(Data extracted from a collection)
■ ■ ■ ■ ■ ■ ■

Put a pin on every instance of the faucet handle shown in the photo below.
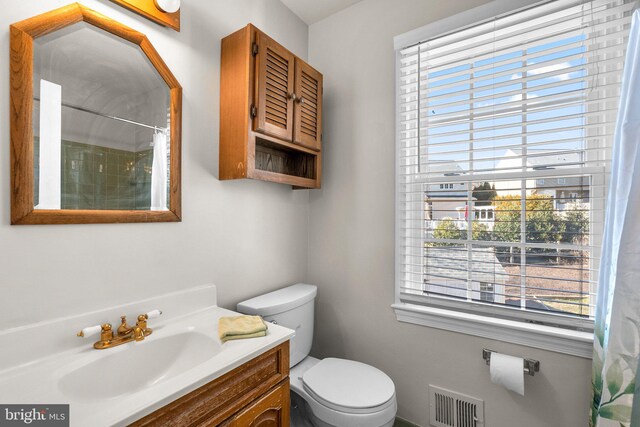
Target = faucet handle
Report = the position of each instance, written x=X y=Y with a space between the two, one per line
x=90 y=330
x=153 y=314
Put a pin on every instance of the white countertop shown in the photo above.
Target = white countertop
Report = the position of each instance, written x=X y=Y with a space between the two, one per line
x=38 y=381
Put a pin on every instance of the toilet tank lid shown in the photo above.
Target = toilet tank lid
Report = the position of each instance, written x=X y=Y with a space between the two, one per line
x=279 y=301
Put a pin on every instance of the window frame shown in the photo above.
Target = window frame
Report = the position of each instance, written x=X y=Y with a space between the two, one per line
x=567 y=334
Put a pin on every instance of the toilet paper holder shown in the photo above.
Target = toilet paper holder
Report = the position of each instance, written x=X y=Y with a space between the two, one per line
x=530 y=367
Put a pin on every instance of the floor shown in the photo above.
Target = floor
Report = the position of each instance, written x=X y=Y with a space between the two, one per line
x=298 y=412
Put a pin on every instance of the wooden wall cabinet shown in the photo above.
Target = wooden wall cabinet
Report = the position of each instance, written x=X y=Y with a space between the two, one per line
x=256 y=394
x=270 y=112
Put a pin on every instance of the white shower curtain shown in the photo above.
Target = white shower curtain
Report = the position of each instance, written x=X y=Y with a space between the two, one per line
x=616 y=401
x=159 y=173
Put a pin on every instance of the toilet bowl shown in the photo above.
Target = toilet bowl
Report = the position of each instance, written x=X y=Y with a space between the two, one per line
x=336 y=392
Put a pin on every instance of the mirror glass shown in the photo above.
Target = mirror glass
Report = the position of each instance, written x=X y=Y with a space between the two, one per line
x=100 y=123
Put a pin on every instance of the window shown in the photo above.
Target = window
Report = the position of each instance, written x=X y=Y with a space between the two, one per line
x=512 y=110
x=487 y=293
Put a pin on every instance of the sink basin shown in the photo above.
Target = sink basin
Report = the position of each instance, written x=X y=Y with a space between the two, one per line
x=137 y=365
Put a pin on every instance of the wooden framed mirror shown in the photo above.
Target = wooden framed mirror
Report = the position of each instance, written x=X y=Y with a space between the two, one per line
x=95 y=123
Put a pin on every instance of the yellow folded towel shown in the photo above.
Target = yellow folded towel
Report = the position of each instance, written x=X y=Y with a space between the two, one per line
x=239 y=327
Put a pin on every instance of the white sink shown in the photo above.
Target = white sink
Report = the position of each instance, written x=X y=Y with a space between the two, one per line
x=134 y=366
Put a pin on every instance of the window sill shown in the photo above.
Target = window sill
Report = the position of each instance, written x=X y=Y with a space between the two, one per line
x=560 y=340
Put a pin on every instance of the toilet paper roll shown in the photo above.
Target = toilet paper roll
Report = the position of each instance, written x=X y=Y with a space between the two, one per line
x=507 y=371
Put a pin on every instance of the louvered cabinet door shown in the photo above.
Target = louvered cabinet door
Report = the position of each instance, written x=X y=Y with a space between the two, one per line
x=274 y=115
x=308 y=106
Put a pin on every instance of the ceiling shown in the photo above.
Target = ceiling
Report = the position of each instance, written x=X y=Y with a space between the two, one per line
x=312 y=11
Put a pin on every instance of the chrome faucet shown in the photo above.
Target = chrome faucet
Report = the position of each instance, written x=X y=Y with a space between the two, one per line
x=124 y=334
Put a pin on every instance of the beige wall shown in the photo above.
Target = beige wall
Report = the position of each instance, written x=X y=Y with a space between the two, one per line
x=351 y=243
x=245 y=236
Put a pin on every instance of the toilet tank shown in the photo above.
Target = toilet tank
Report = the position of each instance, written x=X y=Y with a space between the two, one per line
x=291 y=307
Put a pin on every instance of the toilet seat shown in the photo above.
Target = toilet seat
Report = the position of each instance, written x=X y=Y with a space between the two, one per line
x=349 y=386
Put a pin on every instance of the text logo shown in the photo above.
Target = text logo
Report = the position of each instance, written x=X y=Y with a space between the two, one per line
x=34 y=415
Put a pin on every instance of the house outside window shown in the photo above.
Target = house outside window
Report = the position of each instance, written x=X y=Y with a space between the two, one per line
x=514 y=112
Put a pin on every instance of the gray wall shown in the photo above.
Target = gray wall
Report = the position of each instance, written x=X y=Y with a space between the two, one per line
x=245 y=236
x=351 y=243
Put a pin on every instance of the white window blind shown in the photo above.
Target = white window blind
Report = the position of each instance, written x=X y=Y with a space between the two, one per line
x=504 y=146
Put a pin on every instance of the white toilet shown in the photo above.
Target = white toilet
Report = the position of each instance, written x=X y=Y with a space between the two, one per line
x=337 y=392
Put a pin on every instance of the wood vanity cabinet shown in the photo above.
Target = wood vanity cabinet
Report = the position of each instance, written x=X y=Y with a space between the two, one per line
x=270 y=112
x=256 y=394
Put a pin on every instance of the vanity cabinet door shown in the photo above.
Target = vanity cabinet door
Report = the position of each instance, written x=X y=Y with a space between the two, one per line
x=308 y=106
x=271 y=410
x=275 y=74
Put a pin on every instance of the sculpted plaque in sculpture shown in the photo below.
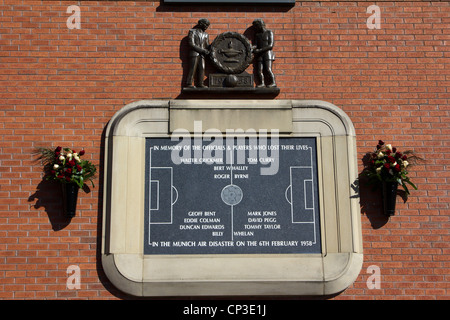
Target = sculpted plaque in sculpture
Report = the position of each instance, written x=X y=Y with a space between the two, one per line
x=231 y=53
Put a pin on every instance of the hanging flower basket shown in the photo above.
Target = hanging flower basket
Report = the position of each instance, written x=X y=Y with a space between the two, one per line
x=387 y=167
x=66 y=166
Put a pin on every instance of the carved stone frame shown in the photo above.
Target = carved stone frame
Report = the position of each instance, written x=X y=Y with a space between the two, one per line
x=137 y=274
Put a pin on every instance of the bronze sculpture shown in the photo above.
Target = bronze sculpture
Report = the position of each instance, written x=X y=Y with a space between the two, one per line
x=199 y=44
x=264 y=55
x=231 y=53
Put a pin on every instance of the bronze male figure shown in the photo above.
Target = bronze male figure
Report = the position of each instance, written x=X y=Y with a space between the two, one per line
x=264 y=55
x=199 y=45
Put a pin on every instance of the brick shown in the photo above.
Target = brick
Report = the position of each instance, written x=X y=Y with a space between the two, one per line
x=58 y=84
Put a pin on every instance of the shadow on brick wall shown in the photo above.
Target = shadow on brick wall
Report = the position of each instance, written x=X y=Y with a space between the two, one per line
x=370 y=200
x=48 y=195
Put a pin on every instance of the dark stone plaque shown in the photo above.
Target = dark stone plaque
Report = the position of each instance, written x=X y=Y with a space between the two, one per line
x=231 y=196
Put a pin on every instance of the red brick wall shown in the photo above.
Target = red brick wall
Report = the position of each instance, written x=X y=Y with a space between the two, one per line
x=61 y=87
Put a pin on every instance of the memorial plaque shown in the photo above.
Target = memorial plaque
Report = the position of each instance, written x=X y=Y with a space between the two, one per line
x=236 y=196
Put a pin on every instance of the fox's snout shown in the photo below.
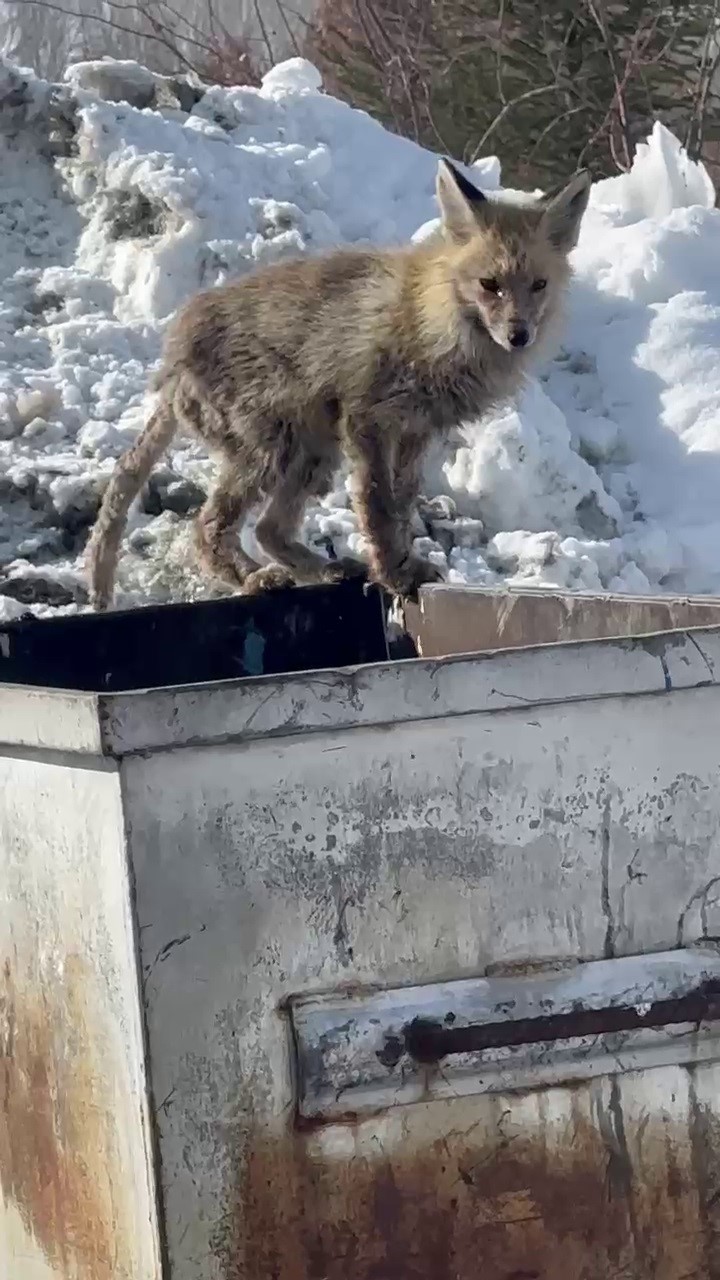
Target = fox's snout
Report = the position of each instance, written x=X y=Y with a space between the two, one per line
x=519 y=334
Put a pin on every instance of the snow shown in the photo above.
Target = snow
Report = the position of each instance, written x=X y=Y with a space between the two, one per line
x=605 y=475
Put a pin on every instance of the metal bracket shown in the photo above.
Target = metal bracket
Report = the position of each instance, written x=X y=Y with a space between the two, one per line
x=367 y=1052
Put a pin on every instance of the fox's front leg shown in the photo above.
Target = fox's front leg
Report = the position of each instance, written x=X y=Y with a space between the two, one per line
x=383 y=503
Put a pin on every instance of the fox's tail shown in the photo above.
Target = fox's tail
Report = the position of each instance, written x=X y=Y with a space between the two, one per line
x=126 y=483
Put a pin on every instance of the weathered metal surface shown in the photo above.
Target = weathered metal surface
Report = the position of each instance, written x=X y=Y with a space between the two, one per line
x=415 y=823
x=397 y=694
x=451 y=620
x=76 y=1179
x=424 y=850
x=358 y=1052
x=615 y=1179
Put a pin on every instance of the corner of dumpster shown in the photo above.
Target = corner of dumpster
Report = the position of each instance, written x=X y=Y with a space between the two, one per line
x=431 y=965
x=427 y=959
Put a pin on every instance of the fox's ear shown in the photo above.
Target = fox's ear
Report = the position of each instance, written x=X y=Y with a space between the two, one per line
x=459 y=201
x=564 y=211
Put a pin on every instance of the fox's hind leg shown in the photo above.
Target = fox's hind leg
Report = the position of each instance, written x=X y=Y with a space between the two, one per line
x=217 y=526
x=305 y=476
x=386 y=480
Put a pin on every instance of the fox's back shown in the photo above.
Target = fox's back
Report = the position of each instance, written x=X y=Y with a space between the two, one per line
x=305 y=327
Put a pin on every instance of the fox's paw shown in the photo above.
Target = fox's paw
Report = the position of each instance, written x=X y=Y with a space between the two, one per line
x=409 y=576
x=340 y=570
x=272 y=577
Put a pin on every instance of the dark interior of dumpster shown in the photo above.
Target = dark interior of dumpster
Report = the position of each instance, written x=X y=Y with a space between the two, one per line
x=300 y=629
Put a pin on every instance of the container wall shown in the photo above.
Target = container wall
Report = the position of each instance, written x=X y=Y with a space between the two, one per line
x=76 y=1170
x=402 y=854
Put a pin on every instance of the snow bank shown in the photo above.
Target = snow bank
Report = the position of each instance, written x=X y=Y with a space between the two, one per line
x=124 y=191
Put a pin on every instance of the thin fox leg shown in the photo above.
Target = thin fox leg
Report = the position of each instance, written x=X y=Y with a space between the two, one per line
x=383 y=519
x=217 y=528
x=277 y=529
x=406 y=479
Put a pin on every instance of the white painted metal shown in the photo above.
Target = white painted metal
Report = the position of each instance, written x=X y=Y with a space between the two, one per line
x=414 y=823
x=76 y=1165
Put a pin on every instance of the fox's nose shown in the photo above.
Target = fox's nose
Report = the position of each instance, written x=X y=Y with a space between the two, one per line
x=519 y=334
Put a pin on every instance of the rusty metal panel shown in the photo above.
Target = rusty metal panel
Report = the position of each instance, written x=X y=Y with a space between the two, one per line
x=77 y=1184
x=618 y=1178
x=469 y=844
x=452 y=620
x=358 y=1052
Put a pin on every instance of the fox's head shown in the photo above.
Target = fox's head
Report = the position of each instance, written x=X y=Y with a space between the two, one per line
x=509 y=263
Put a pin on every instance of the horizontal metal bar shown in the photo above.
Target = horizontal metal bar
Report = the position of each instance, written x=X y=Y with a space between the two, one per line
x=384 y=1048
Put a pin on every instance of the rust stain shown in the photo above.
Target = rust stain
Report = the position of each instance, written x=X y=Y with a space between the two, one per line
x=58 y=1127
x=452 y=1198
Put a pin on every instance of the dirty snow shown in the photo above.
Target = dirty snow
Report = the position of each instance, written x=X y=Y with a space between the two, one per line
x=124 y=192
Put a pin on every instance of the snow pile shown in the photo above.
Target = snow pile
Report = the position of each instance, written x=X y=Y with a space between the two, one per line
x=123 y=192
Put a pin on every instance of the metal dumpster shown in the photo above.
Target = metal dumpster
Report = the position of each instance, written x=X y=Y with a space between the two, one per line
x=391 y=969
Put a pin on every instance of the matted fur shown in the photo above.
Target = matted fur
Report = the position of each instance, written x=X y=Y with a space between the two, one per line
x=364 y=353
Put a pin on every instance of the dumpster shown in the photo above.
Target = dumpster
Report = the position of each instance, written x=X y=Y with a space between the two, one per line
x=378 y=968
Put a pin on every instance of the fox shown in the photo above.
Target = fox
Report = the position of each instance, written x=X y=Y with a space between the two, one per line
x=361 y=355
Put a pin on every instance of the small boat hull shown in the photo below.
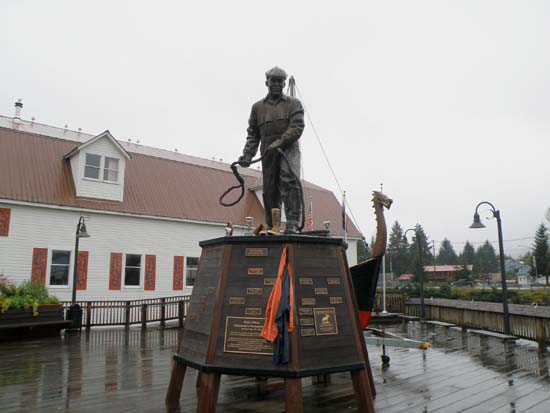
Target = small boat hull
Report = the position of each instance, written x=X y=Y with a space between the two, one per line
x=365 y=278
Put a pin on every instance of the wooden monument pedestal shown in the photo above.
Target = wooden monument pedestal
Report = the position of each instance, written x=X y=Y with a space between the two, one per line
x=227 y=312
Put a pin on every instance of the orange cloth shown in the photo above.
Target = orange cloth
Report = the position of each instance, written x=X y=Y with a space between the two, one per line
x=270 y=331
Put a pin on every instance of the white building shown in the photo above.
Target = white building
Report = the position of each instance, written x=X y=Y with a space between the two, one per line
x=146 y=210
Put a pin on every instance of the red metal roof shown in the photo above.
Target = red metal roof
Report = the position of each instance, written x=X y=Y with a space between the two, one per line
x=33 y=169
x=446 y=268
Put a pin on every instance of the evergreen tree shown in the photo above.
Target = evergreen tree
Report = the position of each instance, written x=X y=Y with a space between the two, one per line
x=447 y=254
x=541 y=251
x=363 y=250
x=468 y=255
x=486 y=259
x=397 y=252
x=419 y=251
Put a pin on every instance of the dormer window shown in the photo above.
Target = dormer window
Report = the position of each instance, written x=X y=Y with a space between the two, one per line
x=96 y=163
x=93 y=165
x=98 y=167
x=110 y=173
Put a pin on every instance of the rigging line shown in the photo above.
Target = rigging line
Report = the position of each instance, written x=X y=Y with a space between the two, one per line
x=326 y=157
x=483 y=242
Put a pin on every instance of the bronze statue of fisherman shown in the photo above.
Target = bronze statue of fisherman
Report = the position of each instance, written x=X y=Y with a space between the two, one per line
x=277 y=121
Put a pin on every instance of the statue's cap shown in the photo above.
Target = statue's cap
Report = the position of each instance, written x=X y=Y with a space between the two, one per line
x=276 y=72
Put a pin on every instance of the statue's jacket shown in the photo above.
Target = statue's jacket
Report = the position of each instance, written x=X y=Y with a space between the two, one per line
x=271 y=120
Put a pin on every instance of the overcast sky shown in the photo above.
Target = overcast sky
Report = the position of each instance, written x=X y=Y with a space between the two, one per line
x=444 y=102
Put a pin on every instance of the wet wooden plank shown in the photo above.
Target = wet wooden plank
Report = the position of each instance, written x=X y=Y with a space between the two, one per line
x=118 y=370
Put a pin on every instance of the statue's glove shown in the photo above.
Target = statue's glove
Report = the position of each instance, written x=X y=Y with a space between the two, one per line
x=244 y=161
x=275 y=145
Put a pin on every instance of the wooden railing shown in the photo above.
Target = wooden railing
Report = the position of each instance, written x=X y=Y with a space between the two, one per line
x=126 y=313
x=531 y=323
x=395 y=302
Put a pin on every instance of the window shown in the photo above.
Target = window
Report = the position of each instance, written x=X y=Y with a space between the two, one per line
x=132 y=271
x=192 y=263
x=92 y=167
x=59 y=269
x=110 y=173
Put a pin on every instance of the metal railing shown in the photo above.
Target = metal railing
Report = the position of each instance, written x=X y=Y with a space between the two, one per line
x=126 y=313
x=529 y=322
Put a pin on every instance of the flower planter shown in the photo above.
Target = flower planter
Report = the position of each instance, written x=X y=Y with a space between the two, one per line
x=22 y=323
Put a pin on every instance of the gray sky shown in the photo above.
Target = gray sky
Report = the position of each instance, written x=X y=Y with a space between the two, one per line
x=445 y=102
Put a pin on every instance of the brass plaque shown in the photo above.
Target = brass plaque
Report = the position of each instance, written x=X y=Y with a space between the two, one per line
x=255 y=271
x=256 y=252
x=253 y=311
x=236 y=300
x=306 y=311
x=305 y=332
x=308 y=301
x=325 y=321
x=242 y=335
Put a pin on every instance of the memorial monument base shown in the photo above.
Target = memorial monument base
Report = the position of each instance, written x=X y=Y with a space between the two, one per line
x=227 y=312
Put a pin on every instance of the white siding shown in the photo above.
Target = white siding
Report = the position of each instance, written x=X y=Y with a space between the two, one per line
x=36 y=227
x=39 y=227
x=90 y=188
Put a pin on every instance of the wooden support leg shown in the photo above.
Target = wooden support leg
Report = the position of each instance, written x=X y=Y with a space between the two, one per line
x=365 y=403
x=198 y=383
x=208 y=392
x=320 y=379
x=176 y=382
x=261 y=386
x=369 y=374
x=293 y=396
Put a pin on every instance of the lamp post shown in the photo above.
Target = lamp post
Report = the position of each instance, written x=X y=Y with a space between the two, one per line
x=74 y=313
x=477 y=224
x=422 y=304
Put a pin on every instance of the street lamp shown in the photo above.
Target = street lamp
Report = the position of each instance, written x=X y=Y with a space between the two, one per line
x=478 y=224
x=74 y=313
x=422 y=305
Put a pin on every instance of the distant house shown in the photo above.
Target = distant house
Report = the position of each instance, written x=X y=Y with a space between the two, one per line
x=405 y=278
x=444 y=273
x=146 y=210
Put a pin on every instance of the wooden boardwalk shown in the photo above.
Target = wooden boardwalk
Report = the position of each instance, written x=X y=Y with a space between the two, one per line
x=114 y=370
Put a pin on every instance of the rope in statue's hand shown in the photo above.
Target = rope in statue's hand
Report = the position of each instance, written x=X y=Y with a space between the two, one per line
x=241 y=184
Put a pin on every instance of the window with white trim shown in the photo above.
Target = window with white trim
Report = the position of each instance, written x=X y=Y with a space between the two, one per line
x=110 y=172
x=92 y=166
x=132 y=270
x=192 y=264
x=96 y=163
x=59 y=268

■ ■ ■ ■ ■ ■ ■

_Exercise brief_:
If a line in the records above holds the string "post", copy it.

_Result of the exercise_:
Put a pin on every instance of the lamp post shown in the photo above.
Target = lamp post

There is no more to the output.